Provided information ::
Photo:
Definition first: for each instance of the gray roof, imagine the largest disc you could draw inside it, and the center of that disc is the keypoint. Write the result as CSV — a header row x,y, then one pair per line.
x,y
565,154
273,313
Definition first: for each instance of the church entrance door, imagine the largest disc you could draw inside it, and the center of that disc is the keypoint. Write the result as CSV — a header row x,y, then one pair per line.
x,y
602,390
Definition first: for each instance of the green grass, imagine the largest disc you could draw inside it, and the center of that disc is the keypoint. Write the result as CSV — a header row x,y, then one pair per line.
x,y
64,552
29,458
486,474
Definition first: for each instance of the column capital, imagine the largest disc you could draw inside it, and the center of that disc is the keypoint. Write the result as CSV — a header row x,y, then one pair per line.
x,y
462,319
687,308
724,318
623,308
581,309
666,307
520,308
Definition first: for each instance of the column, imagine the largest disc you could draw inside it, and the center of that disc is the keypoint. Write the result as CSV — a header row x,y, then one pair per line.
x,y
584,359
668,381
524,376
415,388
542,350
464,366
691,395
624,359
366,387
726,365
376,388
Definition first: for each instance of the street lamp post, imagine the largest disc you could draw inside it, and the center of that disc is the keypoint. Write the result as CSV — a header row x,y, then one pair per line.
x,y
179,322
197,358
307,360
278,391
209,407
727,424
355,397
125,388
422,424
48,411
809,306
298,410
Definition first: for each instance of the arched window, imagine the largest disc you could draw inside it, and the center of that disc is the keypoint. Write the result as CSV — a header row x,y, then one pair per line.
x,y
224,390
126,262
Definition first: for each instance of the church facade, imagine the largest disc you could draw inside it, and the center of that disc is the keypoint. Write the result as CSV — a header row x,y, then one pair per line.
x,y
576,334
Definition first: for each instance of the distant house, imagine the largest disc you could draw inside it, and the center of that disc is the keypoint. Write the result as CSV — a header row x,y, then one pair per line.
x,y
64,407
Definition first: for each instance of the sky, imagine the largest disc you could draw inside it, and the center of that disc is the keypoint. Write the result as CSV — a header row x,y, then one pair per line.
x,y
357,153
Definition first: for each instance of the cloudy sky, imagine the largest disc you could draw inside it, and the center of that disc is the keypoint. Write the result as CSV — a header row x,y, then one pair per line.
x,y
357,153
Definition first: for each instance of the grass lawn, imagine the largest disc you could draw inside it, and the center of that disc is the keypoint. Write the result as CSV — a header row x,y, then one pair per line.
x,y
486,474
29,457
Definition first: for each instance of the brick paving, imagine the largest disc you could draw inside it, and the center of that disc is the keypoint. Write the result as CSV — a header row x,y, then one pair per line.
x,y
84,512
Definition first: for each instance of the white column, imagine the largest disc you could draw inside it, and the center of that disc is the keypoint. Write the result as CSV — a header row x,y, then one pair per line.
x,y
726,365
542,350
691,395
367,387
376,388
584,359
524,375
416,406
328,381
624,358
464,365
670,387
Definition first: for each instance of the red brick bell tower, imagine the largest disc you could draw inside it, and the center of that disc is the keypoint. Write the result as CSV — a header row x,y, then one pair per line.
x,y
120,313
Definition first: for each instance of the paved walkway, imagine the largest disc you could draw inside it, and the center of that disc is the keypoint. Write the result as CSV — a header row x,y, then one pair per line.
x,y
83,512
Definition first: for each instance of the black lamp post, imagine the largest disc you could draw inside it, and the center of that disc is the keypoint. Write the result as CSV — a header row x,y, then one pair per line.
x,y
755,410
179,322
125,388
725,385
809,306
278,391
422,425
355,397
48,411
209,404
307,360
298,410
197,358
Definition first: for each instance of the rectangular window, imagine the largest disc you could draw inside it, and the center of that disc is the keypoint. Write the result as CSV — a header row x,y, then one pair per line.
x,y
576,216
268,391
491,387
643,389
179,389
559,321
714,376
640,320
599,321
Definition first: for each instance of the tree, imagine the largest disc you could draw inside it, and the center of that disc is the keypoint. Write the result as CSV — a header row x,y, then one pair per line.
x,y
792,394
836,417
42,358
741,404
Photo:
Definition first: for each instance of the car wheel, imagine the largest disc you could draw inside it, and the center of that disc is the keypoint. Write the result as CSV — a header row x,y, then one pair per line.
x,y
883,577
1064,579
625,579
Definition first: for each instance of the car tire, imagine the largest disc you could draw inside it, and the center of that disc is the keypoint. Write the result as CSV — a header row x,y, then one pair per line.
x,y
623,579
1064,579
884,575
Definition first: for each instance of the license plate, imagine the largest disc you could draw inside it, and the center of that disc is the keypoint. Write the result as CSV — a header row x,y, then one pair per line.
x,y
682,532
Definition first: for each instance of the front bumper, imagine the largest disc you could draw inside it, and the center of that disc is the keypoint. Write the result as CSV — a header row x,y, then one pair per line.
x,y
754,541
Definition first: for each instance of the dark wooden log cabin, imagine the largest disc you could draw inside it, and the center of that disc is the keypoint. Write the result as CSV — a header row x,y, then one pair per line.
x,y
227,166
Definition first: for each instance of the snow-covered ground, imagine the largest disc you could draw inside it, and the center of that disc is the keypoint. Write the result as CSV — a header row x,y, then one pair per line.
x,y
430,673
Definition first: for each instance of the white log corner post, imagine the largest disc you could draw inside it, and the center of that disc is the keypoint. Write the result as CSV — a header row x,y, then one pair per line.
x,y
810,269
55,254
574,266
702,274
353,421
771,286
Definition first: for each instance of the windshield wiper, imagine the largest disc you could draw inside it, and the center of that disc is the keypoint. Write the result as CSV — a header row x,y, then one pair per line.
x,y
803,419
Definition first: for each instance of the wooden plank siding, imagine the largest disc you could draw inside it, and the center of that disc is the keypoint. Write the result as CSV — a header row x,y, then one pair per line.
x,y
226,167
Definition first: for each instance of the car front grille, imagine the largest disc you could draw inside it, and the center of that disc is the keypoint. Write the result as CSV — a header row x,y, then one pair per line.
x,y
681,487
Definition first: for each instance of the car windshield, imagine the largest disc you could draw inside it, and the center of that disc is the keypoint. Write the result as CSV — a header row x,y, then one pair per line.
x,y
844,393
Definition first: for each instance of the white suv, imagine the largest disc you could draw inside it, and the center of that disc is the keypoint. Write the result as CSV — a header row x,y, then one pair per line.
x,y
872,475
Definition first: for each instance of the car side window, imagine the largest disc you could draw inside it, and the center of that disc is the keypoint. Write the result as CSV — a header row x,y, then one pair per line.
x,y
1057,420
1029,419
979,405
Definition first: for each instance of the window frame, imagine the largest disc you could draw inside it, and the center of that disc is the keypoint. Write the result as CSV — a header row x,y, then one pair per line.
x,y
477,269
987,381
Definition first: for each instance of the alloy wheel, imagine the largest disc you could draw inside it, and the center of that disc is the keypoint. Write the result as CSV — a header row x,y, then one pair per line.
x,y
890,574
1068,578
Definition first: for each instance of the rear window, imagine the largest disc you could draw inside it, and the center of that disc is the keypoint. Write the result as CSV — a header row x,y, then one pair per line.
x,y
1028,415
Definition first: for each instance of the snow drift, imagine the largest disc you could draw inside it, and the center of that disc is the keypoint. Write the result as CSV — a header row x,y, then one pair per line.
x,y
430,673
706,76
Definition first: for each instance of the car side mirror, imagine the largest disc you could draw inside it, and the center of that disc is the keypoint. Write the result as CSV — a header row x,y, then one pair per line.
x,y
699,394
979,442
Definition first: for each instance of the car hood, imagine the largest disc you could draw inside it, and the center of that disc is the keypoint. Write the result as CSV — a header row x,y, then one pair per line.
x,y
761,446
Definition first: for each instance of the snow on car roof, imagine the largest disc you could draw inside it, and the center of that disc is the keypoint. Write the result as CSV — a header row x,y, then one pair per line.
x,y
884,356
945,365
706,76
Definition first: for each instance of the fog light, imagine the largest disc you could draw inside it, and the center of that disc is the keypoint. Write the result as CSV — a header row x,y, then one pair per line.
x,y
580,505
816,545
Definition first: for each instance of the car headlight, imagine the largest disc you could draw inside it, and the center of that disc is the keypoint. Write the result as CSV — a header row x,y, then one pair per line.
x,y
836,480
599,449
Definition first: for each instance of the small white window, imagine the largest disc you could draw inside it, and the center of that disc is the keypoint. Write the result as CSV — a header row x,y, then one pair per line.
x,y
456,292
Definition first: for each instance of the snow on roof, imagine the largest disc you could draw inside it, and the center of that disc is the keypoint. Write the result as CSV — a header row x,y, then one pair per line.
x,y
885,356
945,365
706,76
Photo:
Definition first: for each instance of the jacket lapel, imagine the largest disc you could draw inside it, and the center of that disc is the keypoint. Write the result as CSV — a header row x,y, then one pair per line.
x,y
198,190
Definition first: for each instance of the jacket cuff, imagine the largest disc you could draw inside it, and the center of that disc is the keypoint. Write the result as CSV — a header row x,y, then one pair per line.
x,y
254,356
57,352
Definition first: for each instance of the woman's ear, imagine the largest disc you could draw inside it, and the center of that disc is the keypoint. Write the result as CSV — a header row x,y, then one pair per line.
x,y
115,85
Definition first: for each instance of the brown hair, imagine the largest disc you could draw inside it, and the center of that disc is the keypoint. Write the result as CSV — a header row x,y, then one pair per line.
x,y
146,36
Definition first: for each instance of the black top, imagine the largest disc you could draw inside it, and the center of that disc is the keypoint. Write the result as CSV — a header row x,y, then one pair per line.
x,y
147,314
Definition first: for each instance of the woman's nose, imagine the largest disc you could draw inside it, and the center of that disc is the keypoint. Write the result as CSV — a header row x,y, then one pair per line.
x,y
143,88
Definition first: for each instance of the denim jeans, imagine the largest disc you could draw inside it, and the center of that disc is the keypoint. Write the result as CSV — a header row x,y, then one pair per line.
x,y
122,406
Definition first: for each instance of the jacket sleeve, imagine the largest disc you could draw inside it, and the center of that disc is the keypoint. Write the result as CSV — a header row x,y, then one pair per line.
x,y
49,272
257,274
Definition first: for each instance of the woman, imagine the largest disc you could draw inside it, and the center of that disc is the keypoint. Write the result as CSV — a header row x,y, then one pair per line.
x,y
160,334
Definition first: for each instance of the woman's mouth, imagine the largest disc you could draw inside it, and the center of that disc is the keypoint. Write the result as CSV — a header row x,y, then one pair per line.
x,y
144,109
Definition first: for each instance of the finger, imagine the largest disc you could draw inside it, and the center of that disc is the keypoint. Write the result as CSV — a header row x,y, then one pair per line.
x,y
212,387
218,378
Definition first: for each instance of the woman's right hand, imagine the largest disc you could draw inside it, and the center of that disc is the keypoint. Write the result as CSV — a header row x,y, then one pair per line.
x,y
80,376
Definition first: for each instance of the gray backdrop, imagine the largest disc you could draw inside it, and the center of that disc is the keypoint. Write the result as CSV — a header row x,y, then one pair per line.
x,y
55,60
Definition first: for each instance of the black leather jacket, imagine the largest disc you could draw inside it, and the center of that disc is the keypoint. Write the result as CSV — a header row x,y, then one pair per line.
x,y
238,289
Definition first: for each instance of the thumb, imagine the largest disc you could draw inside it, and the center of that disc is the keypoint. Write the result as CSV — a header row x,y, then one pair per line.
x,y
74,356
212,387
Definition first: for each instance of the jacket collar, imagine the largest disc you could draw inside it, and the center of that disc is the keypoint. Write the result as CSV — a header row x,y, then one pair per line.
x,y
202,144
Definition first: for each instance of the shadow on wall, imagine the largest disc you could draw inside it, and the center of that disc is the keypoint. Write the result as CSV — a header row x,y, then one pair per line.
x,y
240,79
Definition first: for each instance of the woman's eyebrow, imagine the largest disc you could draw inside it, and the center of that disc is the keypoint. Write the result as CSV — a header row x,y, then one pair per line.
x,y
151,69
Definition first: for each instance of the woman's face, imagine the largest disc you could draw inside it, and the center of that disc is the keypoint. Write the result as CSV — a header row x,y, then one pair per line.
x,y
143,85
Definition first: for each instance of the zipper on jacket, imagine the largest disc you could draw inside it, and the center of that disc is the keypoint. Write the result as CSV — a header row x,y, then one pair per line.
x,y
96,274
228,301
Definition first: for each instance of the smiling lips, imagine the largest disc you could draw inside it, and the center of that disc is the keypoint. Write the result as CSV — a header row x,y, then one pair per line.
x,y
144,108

Exercise requirements :: Please give a word-for-word repetition of the lines from the one containing "Definition first: for each instance of the smiling" through the last line of the data above, including both, and nothing besides.

Answer space ::
Definition first: for each instance of the smiling lips, imagine the largest disc you could draw inside it, and the center of that disc is the keypoint. Write the result as CSV — a header row x,y, then one pair per line.
x,y
144,108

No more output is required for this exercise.